***** Text segment *****

Install build tools:

			
sudo apt install -y build-essential pkg-config linux-headers-$(uname -r) python3.12-dev

Remove Existing Drivers and Block Nouveau

Remove existing NVIDIA drivers:

			
sudo apt purge -y '*nvidia*' 'cuda*'
sudo apt autoremove -y
sudo apt autoclean

Block nouveau drivers:

			
sudo tee /etc/modprobe.d/blacklist-nouveau.conf >/dev/null <<'EOF'
blacklist nouveau
options nouveau modeset=0
EOF
sudo update-initramfs -u

		

Install Official NVIDIA Drivers

Download CUDA repository pin:

			
cd /tmp
wget -q https://developer.download.nvidia.com/compute/cuda/repos/ubuntu2404/x86_64/cuda-ubuntu2404.pin
sudo mv cuda-ubuntu2404.pin /etc/apt/preferences.d/cuda-repository-pin-600

Install CUDA repository keyring:

			
wget -q https://developer.download.nvidia.com/compute/cuda/repos/ubuntu2404/x86_64/cuda-archive-keyring.gpg
sudo install -m 644 cuda-archive-keyring.gpg /usr/share/keyrings/cuda-archive-keyring.gpg

Add CUDA repository:

			
sudo tee /etc/apt/sources.list.d/nvidia-cuda.list >/dev/null <<'EOF'
deb [signed-by=/usr/share/keyrings/cuda-archive-keyring.gpg] https://developer.download.nvidia.com/compute/cuda/repos/ubuntu2404/x86_64/ /
EOF

Install NVIDIA drivers and (optional) CUDA toolkit:

			
sudo apt update
sudo apt install -y nvidia-open-590 cuda-toolkit-12-8

Reboot to load drivers:

sudo reboot

Verify Installation

Verify NVIDIA installation:

			
nvidia-smi
/usr/local/cuda-12.8/bin/nvcc --version

Part II: vLLM User and Directory Setup

Create Dedicated User and Directories

Create vllm user and group:

			
sudo groupadd --system vllm
sudo useradd --system --gid vllm --create-home --home-dir /opt/vllm --shell /bin/bash vllm
sudo usermod -aG video,render vllm

Note: Adding the user to video and render groups grants access to GPU devices (/dev/nvidia*). Without this, the service may fail with permission errors.

*****

• Objective
From the setup guide, output the part that opens with the words containing "Part II: vLLM" and closes with "with permission errors.", reproducing it word for word. The items that come after this point are separate material, unrelated to the setup guide.

***** Provided material *****

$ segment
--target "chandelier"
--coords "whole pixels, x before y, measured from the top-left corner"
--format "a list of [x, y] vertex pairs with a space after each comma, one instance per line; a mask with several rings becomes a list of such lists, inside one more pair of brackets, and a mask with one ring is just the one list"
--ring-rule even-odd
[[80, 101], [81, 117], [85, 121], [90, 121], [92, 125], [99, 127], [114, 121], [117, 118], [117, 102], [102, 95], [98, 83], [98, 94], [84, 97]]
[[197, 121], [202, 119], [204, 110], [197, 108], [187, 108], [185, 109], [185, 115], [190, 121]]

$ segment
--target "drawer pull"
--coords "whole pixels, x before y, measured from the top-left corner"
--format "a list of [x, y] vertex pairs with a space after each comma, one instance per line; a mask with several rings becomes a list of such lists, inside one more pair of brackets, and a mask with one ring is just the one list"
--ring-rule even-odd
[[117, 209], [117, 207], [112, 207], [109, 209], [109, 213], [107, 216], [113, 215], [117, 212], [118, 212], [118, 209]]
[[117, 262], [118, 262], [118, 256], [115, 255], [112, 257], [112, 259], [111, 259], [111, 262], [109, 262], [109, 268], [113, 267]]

*****

• Solution to this problem
Part II: vLLM User and Directory Setup

Create Dedicated User and Directories

Create vllm user and group:

			
sudo groupadd --system vllm
sudo useradd --system --gid vllm --create-home --home-dir /opt/vllm --shell /bin/bash vllm
sudo usermod -aG video,render vllm

Note: Adding the user to video and render groups grants access to GPU devices (/dev/nvidia*). Without this, the service may fail with permission errors.